Material for the task
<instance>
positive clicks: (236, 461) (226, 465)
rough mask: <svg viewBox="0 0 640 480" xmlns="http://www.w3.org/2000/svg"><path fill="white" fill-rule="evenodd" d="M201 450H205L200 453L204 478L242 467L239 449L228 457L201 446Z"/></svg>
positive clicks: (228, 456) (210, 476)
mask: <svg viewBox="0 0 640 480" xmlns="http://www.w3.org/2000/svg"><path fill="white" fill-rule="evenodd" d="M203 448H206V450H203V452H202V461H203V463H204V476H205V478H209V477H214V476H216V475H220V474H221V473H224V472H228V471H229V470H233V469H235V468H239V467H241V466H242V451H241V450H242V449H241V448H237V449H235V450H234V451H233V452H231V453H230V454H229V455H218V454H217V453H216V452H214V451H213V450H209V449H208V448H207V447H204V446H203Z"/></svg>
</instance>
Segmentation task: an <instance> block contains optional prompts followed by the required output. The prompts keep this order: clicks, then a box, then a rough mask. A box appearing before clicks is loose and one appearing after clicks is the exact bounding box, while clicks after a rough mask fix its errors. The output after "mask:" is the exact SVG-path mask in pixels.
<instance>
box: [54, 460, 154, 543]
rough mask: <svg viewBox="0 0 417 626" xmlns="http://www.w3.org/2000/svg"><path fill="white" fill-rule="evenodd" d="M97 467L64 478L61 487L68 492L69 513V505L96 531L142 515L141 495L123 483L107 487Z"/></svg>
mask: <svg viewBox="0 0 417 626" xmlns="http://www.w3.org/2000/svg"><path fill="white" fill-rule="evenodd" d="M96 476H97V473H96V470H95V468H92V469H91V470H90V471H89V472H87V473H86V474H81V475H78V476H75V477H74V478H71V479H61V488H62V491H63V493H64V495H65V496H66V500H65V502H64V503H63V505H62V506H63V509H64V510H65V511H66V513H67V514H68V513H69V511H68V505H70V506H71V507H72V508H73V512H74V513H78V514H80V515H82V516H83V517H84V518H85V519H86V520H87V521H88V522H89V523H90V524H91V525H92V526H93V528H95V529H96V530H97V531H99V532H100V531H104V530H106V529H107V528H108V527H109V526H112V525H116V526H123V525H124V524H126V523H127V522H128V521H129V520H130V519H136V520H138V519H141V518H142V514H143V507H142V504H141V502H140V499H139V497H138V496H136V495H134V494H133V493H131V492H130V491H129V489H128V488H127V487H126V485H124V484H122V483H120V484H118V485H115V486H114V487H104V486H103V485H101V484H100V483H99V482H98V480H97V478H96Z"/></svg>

Exercise instructions
Please write out the records from above, keeping every line exact.

Expected answer
<instance>
positive clicks: (236, 461) (226, 465)
rough mask: <svg viewBox="0 0 640 480" xmlns="http://www.w3.org/2000/svg"><path fill="white" fill-rule="evenodd" d="M201 450H205L200 453L204 478L242 467L239 449L228 457L201 446Z"/></svg>
positive clicks: (228, 456) (210, 476)
mask: <svg viewBox="0 0 640 480" xmlns="http://www.w3.org/2000/svg"><path fill="white" fill-rule="evenodd" d="M203 448H206V450H203V452H202V461H203V463H204V476H205V478H209V477H214V476H216V475H220V474H221V473H224V472H228V471H229V470H233V469H235V468H239V467H241V466H242V451H241V450H242V449H241V448H237V449H235V450H234V451H233V452H231V453H230V454H229V455H218V454H217V453H216V452H214V451H213V450H209V449H208V448H207V447H204V446H203Z"/></svg>
</instance>
Segmentation task: an <instance> block contains optional prompts followed by the required output. The prompts keep this order: clicks, then a box, then a rough mask. A box appearing before clicks is loose and one appearing after clicks is the exact bounding box, while clicks after a rough mask fix its errors. The output after "mask:" is the exact SVG-path mask in pixels.
<instance>
box: [54, 460, 154, 543]
rough mask: <svg viewBox="0 0 417 626" xmlns="http://www.w3.org/2000/svg"><path fill="white" fill-rule="evenodd" d="M97 467L64 478L61 487L68 492L69 513V505L96 531L142 515L141 495L123 483L107 487Z"/></svg>
mask: <svg viewBox="0 0 417 626" xmlns="http://www.w3.org/2000/svg"><path fill="white" fill-rule="evenodd" d="M96 476H97V473H96V470H95V468H92V469H91V470H90V471H89V472H87V473H86V474H81V475H78V476H75V477H74V478H71V479H61V488H62V491H63V493H64V495H65V496H66V500H65V502H64V503H63V505H62V506H63V509H64V510H65V511H66V513H67V514H68V513H69V511H68V505H70V506H71V507H72V508H73V512H74V513H78V514H80V515H82V516H83V517H84V518H85V519H86V520H87V521H88V522H89V523H90V524H91V525H92V526H93V528H95V529H96V530H97V531H99V532H100V531H104V530H106V529H107V528H108V527H109V526H112V525H116V526H123V525H124V524H126V523H127V522H128V521H129V520H130V519H136V520H138V519H141V518H142V514H143V507H142V504H141V502H140V499H139V497H138V496H136V495H134V494H133V493H131V492H130V491H129V489H128V488H127V487H126V485H124V484H122V483H120V484H118V485H115V486H114V487H104V486H103V485H101V484H100V483H99V482H98V480H97V478H96Z"/></svg>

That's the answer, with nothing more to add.